BEGIN Document section

A/Prof. Ajay Narendra1, Mr Pranav Joshi1, Dr Daniele Liprandi2, Dr Gregory Anderson3, Dr Jonas Wolff1,2

1Macquarie University, Australia, 2University of Greifswald, Greifswald, Germany, 3Queensland Museum, South Brisbane, Australia

Biography:

Ajay Narendra is an Associate Professor of Invertebrate Neuroethology with an interest in spatial navigation and design of sensory systems at the limits of size. His group also specialises in working with nocturnal insects/spiders where they use behavioural, physiological and pharmacological tools to investigate the neural basis of navigation.

END Document section
BEGIN Recorded information

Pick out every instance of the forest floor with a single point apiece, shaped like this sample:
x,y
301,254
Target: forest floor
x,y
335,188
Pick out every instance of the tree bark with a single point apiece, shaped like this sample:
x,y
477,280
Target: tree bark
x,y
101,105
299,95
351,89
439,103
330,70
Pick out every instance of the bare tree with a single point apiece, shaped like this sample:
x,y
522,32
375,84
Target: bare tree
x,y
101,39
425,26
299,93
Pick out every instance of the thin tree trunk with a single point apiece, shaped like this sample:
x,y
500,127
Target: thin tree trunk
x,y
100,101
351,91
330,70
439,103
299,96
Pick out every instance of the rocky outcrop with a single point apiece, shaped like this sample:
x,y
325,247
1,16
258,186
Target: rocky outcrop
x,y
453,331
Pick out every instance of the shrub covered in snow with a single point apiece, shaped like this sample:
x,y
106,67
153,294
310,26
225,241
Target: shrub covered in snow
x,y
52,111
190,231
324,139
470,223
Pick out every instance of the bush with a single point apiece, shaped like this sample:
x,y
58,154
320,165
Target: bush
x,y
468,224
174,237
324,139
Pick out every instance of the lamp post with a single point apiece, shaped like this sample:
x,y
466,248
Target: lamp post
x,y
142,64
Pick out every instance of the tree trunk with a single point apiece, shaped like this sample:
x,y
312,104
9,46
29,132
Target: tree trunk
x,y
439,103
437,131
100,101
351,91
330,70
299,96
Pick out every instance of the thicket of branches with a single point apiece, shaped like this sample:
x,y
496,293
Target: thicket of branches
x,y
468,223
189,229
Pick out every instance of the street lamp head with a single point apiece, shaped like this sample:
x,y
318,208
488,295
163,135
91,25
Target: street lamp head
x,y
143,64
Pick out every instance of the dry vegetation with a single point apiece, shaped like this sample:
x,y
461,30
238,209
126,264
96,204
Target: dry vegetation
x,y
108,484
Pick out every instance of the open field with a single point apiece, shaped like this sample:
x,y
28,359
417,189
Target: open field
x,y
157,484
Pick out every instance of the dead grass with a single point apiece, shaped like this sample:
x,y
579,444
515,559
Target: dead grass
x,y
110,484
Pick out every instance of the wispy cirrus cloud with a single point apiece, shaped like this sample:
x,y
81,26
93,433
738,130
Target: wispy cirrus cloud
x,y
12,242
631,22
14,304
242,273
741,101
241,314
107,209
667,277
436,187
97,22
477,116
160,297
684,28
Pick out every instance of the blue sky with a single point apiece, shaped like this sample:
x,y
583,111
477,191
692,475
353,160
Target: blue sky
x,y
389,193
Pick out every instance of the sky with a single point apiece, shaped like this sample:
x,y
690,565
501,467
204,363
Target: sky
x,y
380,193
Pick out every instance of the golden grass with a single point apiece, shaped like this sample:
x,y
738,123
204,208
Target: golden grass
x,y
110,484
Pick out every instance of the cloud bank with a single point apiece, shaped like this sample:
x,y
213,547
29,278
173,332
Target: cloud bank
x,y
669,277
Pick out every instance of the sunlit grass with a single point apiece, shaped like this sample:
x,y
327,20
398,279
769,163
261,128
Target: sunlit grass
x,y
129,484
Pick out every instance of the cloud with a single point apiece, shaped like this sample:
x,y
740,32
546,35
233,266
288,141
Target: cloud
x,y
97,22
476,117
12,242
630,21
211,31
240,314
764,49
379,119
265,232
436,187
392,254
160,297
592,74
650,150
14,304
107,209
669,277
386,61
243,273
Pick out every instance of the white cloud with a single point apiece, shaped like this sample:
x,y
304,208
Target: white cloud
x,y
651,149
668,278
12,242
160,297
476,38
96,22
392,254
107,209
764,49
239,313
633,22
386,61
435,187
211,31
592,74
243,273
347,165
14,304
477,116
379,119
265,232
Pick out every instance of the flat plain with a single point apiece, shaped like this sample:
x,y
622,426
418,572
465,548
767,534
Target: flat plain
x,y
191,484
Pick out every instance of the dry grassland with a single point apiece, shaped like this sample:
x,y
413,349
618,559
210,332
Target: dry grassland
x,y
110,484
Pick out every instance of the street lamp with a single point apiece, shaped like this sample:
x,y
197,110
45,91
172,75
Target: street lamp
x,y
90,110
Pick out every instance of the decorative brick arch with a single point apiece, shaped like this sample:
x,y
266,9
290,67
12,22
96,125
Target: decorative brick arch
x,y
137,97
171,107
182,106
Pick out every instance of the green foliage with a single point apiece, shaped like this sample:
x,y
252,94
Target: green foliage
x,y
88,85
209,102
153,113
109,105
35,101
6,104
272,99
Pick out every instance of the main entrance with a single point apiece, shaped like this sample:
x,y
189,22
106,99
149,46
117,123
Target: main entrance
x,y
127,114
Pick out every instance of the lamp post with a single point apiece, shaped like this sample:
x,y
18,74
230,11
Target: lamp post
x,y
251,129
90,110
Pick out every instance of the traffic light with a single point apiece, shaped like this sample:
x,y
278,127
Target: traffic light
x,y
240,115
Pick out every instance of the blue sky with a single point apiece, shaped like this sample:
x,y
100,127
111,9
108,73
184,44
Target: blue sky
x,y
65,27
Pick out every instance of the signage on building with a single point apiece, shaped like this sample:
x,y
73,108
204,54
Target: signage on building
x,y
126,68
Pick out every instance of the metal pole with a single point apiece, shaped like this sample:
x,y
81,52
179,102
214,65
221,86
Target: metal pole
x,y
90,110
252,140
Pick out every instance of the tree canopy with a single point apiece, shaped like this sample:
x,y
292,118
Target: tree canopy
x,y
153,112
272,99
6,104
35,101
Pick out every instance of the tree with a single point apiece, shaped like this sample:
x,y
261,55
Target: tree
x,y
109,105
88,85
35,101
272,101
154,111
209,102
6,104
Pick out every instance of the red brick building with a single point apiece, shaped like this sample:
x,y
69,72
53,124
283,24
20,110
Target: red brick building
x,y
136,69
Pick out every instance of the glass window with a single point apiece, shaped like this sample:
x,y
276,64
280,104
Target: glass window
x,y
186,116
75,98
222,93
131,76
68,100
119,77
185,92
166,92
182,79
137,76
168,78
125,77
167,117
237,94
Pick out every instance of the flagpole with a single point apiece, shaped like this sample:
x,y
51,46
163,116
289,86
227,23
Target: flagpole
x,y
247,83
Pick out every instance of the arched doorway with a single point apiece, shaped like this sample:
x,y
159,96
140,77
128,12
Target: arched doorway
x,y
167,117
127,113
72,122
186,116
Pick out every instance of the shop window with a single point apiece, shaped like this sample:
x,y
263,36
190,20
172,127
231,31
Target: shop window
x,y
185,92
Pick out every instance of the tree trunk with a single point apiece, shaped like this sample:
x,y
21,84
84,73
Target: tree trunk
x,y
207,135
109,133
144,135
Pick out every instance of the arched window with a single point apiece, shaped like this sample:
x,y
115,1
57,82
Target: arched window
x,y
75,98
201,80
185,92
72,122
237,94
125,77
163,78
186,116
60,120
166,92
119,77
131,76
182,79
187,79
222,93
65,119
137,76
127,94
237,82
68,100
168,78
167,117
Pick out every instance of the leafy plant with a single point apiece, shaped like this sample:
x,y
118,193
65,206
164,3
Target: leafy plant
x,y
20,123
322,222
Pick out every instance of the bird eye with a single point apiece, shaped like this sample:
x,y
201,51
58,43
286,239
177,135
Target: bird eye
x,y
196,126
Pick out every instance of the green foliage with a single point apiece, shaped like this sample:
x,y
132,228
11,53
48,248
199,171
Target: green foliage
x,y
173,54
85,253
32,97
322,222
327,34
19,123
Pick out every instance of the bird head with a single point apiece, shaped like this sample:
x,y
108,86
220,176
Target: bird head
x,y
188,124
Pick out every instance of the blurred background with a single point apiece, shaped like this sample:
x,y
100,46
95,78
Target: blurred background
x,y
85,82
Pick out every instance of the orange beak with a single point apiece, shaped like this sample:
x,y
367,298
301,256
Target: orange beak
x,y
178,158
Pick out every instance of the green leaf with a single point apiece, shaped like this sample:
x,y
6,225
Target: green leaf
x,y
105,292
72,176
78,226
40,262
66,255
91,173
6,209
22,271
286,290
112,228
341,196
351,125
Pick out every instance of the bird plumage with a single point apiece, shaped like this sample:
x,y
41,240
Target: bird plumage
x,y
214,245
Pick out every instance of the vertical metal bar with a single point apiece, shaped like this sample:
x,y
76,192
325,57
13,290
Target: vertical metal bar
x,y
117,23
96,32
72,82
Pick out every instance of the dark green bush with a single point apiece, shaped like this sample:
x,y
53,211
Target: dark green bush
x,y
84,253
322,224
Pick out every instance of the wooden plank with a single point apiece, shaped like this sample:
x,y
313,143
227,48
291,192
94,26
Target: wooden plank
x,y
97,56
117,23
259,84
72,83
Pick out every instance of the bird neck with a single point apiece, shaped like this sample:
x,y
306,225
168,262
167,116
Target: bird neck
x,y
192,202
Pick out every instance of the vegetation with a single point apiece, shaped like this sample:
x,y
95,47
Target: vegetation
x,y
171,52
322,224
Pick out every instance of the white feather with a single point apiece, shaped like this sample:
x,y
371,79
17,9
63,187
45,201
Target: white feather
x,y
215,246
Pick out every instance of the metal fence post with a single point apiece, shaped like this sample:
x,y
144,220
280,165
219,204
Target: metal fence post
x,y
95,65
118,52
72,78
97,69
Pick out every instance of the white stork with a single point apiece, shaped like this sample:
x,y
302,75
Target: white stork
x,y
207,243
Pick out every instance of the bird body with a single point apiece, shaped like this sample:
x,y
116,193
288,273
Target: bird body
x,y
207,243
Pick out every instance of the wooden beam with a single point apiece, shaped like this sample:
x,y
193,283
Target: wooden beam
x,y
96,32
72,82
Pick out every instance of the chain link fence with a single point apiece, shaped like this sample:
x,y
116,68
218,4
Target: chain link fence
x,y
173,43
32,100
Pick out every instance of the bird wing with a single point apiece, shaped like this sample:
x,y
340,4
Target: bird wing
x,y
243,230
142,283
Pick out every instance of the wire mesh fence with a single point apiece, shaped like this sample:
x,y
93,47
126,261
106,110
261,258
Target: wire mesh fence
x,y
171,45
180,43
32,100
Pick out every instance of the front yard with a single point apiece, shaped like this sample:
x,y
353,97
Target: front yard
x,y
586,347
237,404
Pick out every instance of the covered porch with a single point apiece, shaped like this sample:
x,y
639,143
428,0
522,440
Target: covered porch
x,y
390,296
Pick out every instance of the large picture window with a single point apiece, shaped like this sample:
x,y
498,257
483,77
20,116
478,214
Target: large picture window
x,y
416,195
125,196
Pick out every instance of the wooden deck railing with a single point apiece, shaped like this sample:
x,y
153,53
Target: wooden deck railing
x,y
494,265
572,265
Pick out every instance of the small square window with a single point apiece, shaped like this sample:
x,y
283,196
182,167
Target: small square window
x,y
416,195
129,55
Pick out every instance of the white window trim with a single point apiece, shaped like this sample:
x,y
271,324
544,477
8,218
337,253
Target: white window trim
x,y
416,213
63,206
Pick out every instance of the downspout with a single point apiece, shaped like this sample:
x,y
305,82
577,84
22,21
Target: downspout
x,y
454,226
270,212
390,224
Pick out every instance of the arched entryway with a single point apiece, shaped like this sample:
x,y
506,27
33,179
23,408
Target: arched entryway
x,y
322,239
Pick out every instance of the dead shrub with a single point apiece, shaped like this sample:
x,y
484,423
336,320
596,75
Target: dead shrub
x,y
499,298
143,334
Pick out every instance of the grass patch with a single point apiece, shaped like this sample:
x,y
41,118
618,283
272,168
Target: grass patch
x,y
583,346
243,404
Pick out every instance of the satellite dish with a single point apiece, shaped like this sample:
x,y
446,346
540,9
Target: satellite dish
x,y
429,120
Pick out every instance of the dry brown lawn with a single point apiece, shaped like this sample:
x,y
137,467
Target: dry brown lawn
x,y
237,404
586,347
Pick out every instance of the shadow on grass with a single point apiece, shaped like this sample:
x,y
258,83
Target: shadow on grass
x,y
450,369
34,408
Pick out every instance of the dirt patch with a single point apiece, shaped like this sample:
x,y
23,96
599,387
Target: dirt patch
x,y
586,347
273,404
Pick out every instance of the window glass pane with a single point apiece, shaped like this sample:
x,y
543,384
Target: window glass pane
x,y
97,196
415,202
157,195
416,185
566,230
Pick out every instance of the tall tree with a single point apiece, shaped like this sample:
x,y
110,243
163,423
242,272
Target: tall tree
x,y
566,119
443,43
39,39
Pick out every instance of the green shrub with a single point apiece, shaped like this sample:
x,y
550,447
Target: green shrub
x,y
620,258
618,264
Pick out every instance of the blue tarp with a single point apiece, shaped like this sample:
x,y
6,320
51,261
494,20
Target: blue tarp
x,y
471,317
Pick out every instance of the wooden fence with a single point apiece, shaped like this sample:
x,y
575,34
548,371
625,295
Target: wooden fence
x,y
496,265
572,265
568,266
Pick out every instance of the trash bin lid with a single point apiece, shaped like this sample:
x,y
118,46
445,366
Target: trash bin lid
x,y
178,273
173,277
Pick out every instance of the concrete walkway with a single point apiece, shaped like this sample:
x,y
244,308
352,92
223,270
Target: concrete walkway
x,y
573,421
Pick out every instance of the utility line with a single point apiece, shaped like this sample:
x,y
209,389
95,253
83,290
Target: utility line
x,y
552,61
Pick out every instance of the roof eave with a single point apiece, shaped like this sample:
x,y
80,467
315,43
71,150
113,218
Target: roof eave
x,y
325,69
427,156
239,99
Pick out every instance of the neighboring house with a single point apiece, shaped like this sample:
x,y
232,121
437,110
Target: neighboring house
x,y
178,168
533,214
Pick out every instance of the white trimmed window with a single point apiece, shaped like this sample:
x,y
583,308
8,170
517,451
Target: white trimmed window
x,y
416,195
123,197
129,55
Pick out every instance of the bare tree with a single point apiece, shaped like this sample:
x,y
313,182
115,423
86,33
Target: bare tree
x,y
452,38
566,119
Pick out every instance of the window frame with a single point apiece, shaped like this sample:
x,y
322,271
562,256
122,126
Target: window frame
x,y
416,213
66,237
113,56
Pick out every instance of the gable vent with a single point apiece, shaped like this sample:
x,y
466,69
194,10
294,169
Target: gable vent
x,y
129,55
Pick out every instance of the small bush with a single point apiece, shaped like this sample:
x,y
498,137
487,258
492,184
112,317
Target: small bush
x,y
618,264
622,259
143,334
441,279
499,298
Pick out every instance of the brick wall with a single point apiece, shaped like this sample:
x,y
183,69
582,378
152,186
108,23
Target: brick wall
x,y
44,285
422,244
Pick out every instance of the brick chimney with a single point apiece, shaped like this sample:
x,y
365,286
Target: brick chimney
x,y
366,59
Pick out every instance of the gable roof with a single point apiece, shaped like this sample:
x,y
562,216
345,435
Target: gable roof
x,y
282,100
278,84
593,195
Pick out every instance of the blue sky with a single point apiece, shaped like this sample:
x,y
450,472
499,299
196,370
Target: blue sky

END Recorded information

Work task 1:
Answer these from the author page on Ajay Narendra:
(a) Which institution in South Brisbane is listed?
(b) Which author is linked to both Macquarie University and the University of Greifswald?
(c) Of what field is Ajay Narendra an Associate Professor?
Work task 2:
Carry on the author page on Ajay Narendra past its final sentence.
The listing above plays no part in what follows.

Response 1:
(a) Queensland Museum
(b) Dr Jonas Wolff
(c) Invertebrate Neuroethology

Response 2:
Abstract:

Predator-prey interactions are a crucial driver in selection for kinematic performance in animal movements, pushing the limits of extreme speed and power. In small animals, physiological limitations to the evolution of power density (i.e., the rate of force production per actuator mass) have been repeatedly overcome by mechanisms of elastic energy storage in external devices that release energy at much higher rates than muscles. Typically, spiders avoid hunting ants since ants are heavily defended, with numbers, morphological structure and chemicals. The nocturnal spring-snare spiders (Theridiidae: Propostira sp.) found in Australia's tropical rainforests live in association with green tree ants (Oecophylla smaragdina), on which they feed exclusively. We will show how these spiders overcome dangerous predators by isolating and immobilising individual ants from foraging trails. The spiders construct a unique snare that lures ants and a fan-shaped array of tension lines acting as spring actuators, propelling ants into the core web at accelerations close to 1400m/s². The snare consists of a dense, regularly shaped cone-like foot structure that specifically attracts nearby O. smaragdina ants. The spider constructs serial arrangements of tension lines, and small pre-strains of the silk are sufficient to overcome the strong attachment forces of the ant to reach power densities of up to two megawatts per kilogram actuator mass, this surpassing the performance of other spring-actuated systems.